# Instructions for the task:
Without including any picture, return the complete set of records exactly.

Region pointing data:
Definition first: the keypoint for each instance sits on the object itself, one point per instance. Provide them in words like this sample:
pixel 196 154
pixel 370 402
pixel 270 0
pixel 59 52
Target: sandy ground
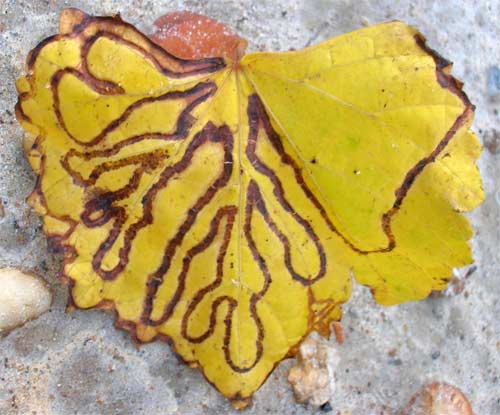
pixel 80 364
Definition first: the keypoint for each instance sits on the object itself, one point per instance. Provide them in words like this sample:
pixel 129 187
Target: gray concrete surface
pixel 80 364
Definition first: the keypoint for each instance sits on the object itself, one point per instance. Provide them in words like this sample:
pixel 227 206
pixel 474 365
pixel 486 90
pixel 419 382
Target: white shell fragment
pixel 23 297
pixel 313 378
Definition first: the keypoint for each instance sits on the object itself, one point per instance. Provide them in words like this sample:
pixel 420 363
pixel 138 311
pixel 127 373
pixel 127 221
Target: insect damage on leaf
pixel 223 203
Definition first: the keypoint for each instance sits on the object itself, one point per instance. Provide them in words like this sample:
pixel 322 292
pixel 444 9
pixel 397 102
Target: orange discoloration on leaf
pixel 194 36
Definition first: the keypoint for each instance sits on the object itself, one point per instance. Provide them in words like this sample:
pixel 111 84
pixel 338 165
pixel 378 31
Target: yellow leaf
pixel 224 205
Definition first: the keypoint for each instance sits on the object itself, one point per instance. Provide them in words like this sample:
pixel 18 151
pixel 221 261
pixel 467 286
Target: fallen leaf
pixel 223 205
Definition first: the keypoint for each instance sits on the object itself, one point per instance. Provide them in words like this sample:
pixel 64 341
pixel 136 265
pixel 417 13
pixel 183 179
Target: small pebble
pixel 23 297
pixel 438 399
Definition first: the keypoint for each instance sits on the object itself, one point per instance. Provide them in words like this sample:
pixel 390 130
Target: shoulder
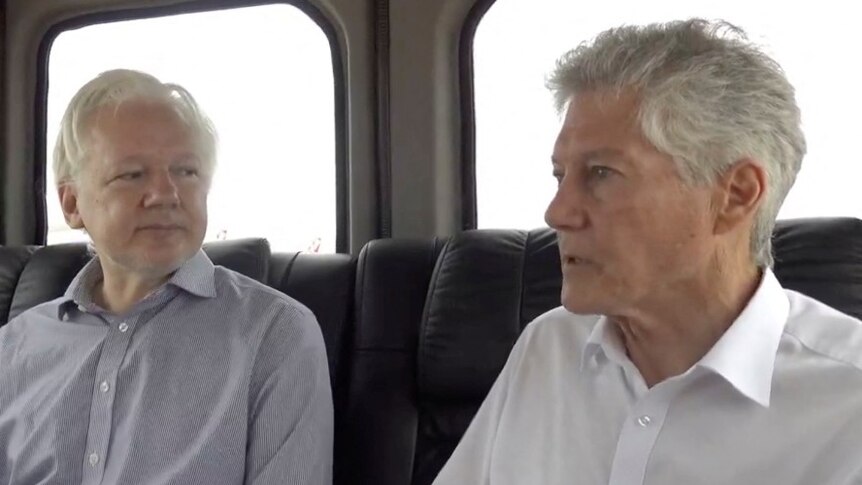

# Answer to this exercise:
Definition first: the keypoint for each instance sits on the object itself, one point per instance. Provide them in words like this sample:
pixel 196 154
pixel 370 402
pixel 270 0
pixel 59 52
Target: sandy ground
pixel 80 364
Definition first: the keypoint for each instance sits on the object itself, one point per instance. Provide them in words like this sample:
pixel 129 187
Target: gray concrete surface
pixel 80 364
Definition first: the keypoint for each instance sits on the object itself, one point per instance. Provide them in words like this sample:
pixel 227 206
pixel 474 365
pixel 486 90
pixel 419 382
Target: white shell fragment
pixel 23 297
pixel 313 378
Definition first: the keypoint for each instance sits on the object itself, one point per instance. Provide them in words like this sample:
pixel 420 363
pixel 138 311
pixel 127 373
pixel 127 221
Target: insect damage on leaf
pixel 223 203
Definition first: the keypoint for each instance sits on the object itself, one point per instance. Provide them in words like this sample:
pixel 322 292
pixel 444 9
pixel 397 102
Target: orange discoloration on leaf
pixel 194 36
Definition first: the keypoint for each instance sits on the object itself, one point per instance. Provide them in words like this sample:
pixel 111 84
pixel 338 165
pixel 378 31
Target: yellow leaf
pixel 224 205
Definition first: the keypoint for each instance sits on the object itself, one point per instance. Provide them in words like this sample:
pixel 18 151
pixel 221 261
pixel 467 286
Target: fallen leaf
pixel 223 205
Definition first: the keypoint for each instance sits on the object itself, one point per instance. Provide them in words like this sample:
pixel 64 341
pixel 136 265
pixel 417 13
pixel 183 179
Target: small pebble
pixel 23 297
pixel 438 399
Definition first: the keypoint for each instance sits on the object itself, one point per instance. Provide them in words like this sample:
pixel 390 130
Target: shoulder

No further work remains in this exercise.